[Begin INFORMATION SUPPLIED]

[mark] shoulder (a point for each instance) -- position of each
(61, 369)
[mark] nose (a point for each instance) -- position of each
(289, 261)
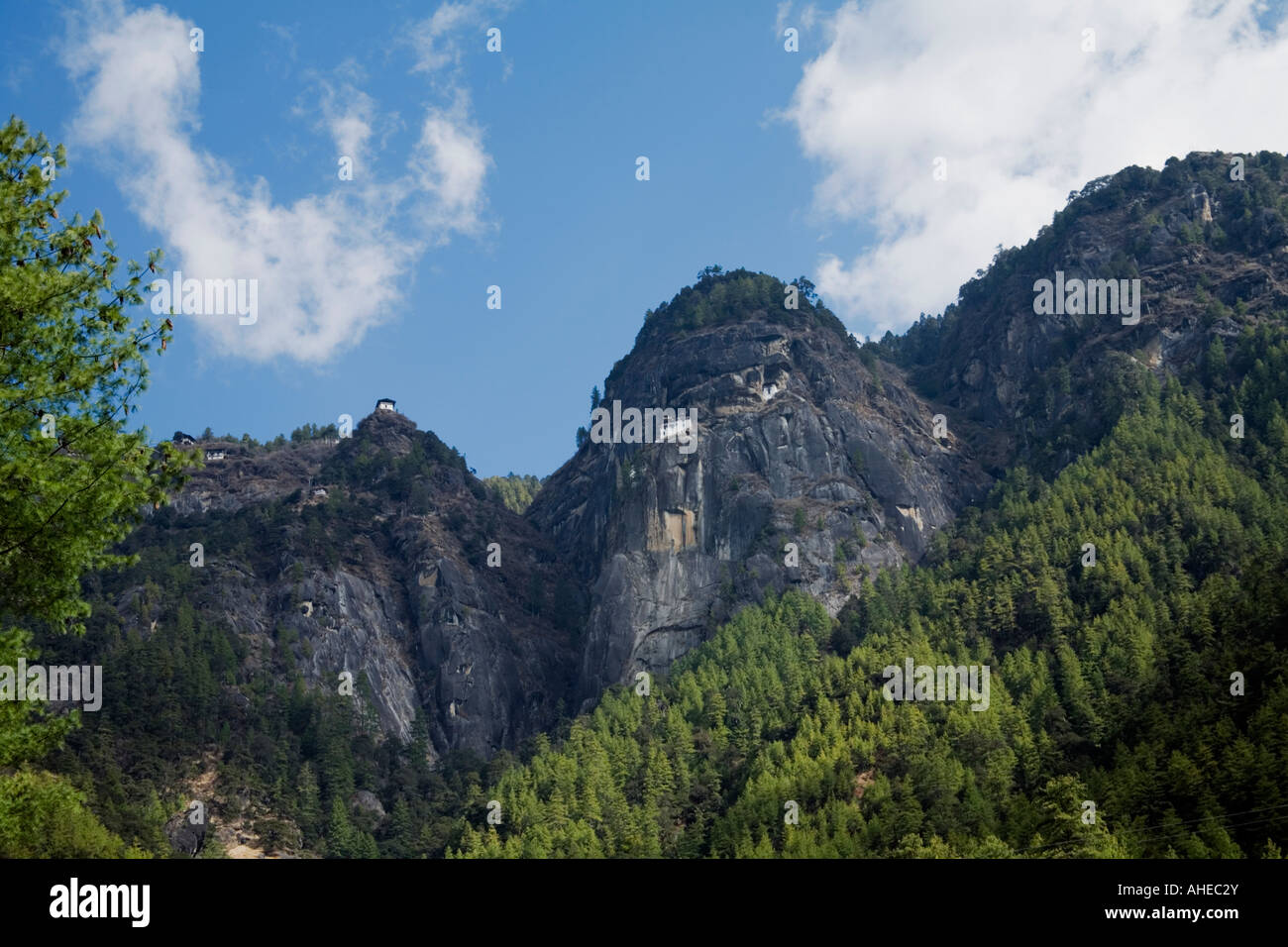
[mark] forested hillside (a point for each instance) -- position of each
(1111, 684)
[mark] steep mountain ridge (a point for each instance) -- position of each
(1207, 237)
(799, 442)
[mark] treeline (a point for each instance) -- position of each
(1113, 728)
(515, 491)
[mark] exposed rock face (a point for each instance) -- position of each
(385, 578)
(799, 442)
(1211, 260)
(185, 836)
(814, 462)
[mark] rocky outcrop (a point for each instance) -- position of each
(810, 470)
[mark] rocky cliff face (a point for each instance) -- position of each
(810, 470)
(815, 462)
(1210, 250)
(384, 577)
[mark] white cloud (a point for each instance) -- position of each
(330, 265)
(1004, 91)
(437, 39)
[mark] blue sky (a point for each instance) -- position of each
(518, 169)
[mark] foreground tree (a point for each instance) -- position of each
(72, 479)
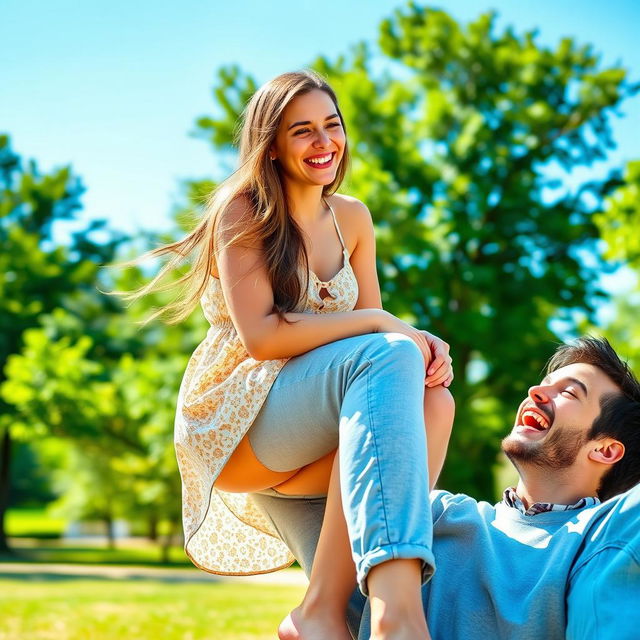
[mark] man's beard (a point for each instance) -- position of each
(558, 450)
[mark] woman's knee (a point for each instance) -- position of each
(439, 401)
(389, 349)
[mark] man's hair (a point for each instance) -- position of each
(619, 412)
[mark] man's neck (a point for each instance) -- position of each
(551, 488)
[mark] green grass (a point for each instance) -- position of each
(33, 523)
(51, 552)
(81, 609)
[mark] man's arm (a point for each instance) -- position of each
(603, 599)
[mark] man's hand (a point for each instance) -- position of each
(440, 370)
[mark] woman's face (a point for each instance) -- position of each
(310, 139)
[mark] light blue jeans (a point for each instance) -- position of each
(366, 393)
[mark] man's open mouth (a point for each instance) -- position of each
(534, 418)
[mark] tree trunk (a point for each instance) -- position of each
(5, 476)
(153, 526)
(110, 533)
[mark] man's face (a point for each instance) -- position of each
(553, 422)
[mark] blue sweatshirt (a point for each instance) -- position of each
(503, 574)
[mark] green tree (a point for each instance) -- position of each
(461, 135)
(116, 417)
(36, 275)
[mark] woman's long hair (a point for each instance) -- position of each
(269, 225)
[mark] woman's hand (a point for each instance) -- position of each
(440, 371)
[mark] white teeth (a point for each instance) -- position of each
(537, 417)
(320, 160)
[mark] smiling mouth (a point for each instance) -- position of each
(534, 419)
(320, 162)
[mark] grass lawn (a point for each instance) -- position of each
(55, 551)
(89, 609)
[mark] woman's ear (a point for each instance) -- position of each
(607, 451)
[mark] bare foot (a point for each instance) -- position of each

[End INFORMATION SUPPLIED]

*PROBLEM REQUIREMENTS*. Reproduce every one of the entries above line for line, omitting the pictures from your answer.

*COMPLETE RESPONSE*.
[mark] shoulder (a point for each instance) -- position of each
(61, 369)
[mark] nose (a point for each instance) -- position of each
(289, 261)
[mark] forested hillside (a point for each instance) -- position of each
(1111, 684)
[mark] steep mountain ridge (a point for each instance) -- position of each
(1207, 237)
(799, 442)
[mark] treeline (a point for each instance) -- position of each
(1113, 728)
(515, 491)
[mark] exposed rock face (a point for each instance) -- position of each
(385, 578)
(799, 442)
(1211, 260)
(185, 836)
(814, 462)
[mark] rocky outcrop (a point for each instance) -- position of each
(810, 470)
[mark] rocky cliff face (a point for each instance) -- position of each
(810, 470)
(815, 462)
(1210, 250)
(384, 577)
[mark] white cloud (a point for each instance) -- position of each
(330, 265)
(1004, 91)
(437, 39)
[mark] blue sky (a point for each instance) -- position of each
(518, 169)
[mark] foreground tree (a point for each instance) -- position of each
(72, 479)
[mark] man's beard (a point for each instance) -- position of each
(558, 450)
[mark] woman's knee (a point for each instance) -- position of each
(439, 401)
(389, 349)
[mark] man's hair (a point for each instance) -- position of each
(619, 412)
[mark] man's neck (a point for each instance) -- position of each
(551, 488)
[mark] green grass (a point for each instance) -- position of each
(33, 523)
(51, 552)
(81, 609)
[mark] man's arm (a point for each instance) -- position of each
(603, 599)
[mark] man's hand (a point for each instance) -- position of each
(440, 370)
[mark] woman's face (a point for each instance) -- position of each
(310, 139)
[mark] light blue jeans (a point for each instance) -- position of each
(366, 393)
[mark] man's open mouth (a point for each instance) -- position of each
(534, 418)
[mark] tree trunk (a point for each instance) -- position of each
(5, 476)
(153, 526)
(110, 533)
[mark] man's face (a point for each instance) -- position of each
(553, 422)
[mark] blue sweatshirt (a point for each instance) -- position of each
(503, 574)
[mark] green tree (a point for each instance) -- position of each
(461, 135)
(116, 417)
(36, 275)
[mark] woman's long hair (a point for each instance) -- position of each
(269, 225)
[mark] woman's hand (a point for each instance) -- position of each
(440, 371)
[mark] white teeth (a point for each instance) -- position of each
(537, 417)
(320, 160)
[mark] smiling mouth (a point for each instance) -- position of each
(534, 419)
(320, 162)
[mark] grass lawn (a point for each instance) -- position of each
(55, 551)
(89, 609)
[mark] woman's ear (a point for each instance) -- position of each
(607, 451)
[mark] bare foot (a point for each instance) -- position of each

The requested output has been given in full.